## begin Raw data
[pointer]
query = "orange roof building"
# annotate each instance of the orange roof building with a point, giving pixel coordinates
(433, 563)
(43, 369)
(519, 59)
## end Raw data
Exercise goal: Substitute "red" for "orange" throughout the rows above and change nothing else.

Final result:
[pointer]
query = "red roof building"
# annotate each instance of the red roof building with a point, giving pixel coordinates
(433, 563)
(43, 369)
(519, 59)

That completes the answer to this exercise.